Monday Musings

October 16, 2006 RSS Feed Print

Start with the brilliant blog post on our most underestimated president, Ulysses S. Grant, from chicagoboyz's Lexington Green.

Here's some more discussion of the Iraqi oil trust proposal, which I (and, apparently, Sen. Hillary Rodham Clinton) have been pushing for three years. Here is a list of possible objections to the idea by economist Megan McArdle. And some good answers from Ilya Solmin of the Volokh Conspiracy. It seems to me that the problems of determining who's eligible and of setting up a reliable banking system should be readily solvable. And I don't think a payment in the magnitude of $500per person per year is going to discourage many people from working. More likely, many will use it and the guarantee of similar cash flow in the future as capital to set up businesses.

Finally, you've got to watch this two-minute video, showing how the new Conservative Party leader David Cameron has been copying the speaking style and even the exact words of Tony Blair. Derisive commentary comes from Alastair Campbell, the tart-tongued in-house spin doctor at No. 10 Downing Street during most of Blair's prime ministership.

Access to Telephones

Reading the September 27 issue of the TLS, I came across an interesting review of a book called The Human Voice. (I can't find it online.) The reviewer, Jennifer Coates, is identified as professor of English language and linguistics at Roehampton University. The review was interesting, but I was stunned by one snarky sentence set off by parentheses.

"'We,' it should be noted, means the 20 percent of the world's population who have access to telephones." The tone was unmistakable: We rich people in rich countries should be ashamed of ourselves for having telephones when 80 percent of the people in the world don't. Nothing else in this review reeks of this tone. But surely, I thought, that 20 percent figure is wrong.

Things to do:
**A)** Copy the Monday Musings post word for word between "October 16, 2006" and "chicagoboyz's Lexington Green.", inclusive.
**B)** In the Monday Musings post, what position is Jennifer Coates identified as holding?
**C)** Go on with the Monday Musings post from the point where it stops.

Annotated coordinate records
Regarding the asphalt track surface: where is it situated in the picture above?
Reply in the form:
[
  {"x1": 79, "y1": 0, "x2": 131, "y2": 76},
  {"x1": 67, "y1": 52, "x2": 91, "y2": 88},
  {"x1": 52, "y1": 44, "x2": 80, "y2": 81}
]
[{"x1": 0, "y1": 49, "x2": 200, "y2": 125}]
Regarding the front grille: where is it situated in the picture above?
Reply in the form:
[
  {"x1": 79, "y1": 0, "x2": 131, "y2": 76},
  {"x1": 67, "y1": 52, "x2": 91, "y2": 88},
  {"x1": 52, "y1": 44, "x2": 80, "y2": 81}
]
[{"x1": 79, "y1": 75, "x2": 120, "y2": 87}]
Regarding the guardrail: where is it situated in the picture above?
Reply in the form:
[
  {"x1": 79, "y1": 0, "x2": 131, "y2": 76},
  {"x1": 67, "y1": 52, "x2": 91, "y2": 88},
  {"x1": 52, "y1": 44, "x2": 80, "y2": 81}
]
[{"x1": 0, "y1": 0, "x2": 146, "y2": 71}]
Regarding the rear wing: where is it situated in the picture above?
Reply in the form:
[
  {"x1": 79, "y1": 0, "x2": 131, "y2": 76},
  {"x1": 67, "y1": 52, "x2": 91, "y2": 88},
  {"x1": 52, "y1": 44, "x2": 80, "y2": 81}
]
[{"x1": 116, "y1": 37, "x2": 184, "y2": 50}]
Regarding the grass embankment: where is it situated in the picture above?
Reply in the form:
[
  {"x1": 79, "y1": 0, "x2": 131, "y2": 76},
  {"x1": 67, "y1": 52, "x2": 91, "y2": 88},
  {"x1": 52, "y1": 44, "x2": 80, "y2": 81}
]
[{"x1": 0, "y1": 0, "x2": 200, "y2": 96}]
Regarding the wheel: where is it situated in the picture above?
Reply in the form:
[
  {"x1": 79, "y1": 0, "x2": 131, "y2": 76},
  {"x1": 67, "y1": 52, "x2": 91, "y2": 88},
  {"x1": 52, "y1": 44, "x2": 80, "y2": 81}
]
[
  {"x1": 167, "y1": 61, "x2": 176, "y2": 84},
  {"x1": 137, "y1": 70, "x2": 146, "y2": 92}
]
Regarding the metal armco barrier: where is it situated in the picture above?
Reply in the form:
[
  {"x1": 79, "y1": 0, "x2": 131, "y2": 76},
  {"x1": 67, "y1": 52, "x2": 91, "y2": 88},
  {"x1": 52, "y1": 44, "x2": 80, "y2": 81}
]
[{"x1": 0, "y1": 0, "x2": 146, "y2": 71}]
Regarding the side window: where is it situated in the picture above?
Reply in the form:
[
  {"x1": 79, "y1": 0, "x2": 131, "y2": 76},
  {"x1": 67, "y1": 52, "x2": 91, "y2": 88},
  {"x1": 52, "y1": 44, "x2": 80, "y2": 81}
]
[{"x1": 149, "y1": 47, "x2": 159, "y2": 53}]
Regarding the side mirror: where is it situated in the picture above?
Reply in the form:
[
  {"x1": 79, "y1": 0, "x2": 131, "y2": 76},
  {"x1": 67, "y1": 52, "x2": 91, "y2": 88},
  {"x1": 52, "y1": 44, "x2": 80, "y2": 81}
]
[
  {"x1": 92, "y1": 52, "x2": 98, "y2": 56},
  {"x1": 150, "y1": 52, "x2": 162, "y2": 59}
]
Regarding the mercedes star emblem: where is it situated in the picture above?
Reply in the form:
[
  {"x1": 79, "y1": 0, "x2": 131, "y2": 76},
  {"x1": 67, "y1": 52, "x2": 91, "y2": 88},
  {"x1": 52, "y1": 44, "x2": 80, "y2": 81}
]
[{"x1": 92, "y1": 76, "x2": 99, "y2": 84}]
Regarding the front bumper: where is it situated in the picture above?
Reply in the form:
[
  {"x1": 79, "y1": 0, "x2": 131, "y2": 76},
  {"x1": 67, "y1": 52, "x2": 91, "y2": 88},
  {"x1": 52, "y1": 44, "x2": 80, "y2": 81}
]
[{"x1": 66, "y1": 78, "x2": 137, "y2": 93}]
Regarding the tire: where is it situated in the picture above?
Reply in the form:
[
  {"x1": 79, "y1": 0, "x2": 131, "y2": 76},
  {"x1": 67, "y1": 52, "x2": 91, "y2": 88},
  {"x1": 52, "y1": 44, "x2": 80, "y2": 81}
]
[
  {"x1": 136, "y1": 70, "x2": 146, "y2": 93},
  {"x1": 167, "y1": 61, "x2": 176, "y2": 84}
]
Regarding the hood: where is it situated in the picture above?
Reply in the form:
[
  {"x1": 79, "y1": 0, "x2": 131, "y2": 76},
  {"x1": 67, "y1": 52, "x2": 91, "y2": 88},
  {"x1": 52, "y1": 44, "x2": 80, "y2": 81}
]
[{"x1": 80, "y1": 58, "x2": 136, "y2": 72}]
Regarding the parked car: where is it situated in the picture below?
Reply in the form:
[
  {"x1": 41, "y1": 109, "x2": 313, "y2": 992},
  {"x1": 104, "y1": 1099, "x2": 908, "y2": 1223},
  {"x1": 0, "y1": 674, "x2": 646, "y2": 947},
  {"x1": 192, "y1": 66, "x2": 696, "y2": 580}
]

Per-task outputs:
**A)**
October 16, 2006 RSS Feed Print

Start with the brilliant blog post on our most underestimated president, Ulysses S. Grant, from chicagoboyz's Lexington Green.

**B)** Professor of English language and linguistics at Roehampton University.

**C)**
So I took a look at the Statistical Abstract of the United States online. Here is its onetable on telephone (and computer) ownership by country, for 45 countries in 2003. It makes for fascinating reading. The United States has 62 telephone mainlines per 100 people and 54 cellphone subscribers per 100 people. I take this as pretty much "universal access to telephones." Who in the United States doesn't have access to telephones?

Interestingly, some countries have higher rates of telephone mainlines: Canada (65), Germany (66), Norway (71), Sweden (74), Switzerland (73). I take it this is a function of smaller household size (and thus fewer children per 100 people) and more egalitarian income distribution. I suspect the rate of telephone mainlines is as high in Minnesota and Wisconsin as it is in Norway and Sweden.

Note that many countries have more cellphone subscribers than telephone mainlines. This is the case of advanced countries in Europe (Austria, Belgium, Czech Republic, Finland, France, Germany, Greece, Hungary, Ireland, Italy, Netherlands, Norway, Poland, Spain, Sweden, Switzerland, United Kingdom), middle- and low-income countries in Latin America (Brazil, Ecuador, Guatemala, Mexico, Panama, Venezuela), prosperous countries in Asia (Japan, South Korea, Singapore, Taiwan, Thailand), developing countries in the Third World (China, Indonesia, South Africa), and Lebanon, Saudi Arabia, and Israel. To some extent, this represents people buying cellphones who never had mainlines; they were notoriously hard to get from state-monopoly telephone companies.

Cellphones are well-nigh universal in some countries; here are the countries with 90 or more cellphones per 100 residents: Taiwan (114), Italy (102), Sweden (98), Czech Republic (96), Spain (92), United Kingdom (91), Finland (91), Norway (91), Greece (90).

So let's see how this adds up. Access to telephones is for all practical purposes 100 percent in the United States and Canada, in almost all of Europe and in Australia; and it's pretty close to universal in the economically advanced countries of East Asia. The United States and Canada represent about 5 percent of the world's people, the European Union 6 percent, and prosperous East Asia 4 percent (here's the Statistical Abstract table with populations as of 2004). So that's 15 percent of the world's people, almost every single one of whom has access to telephones.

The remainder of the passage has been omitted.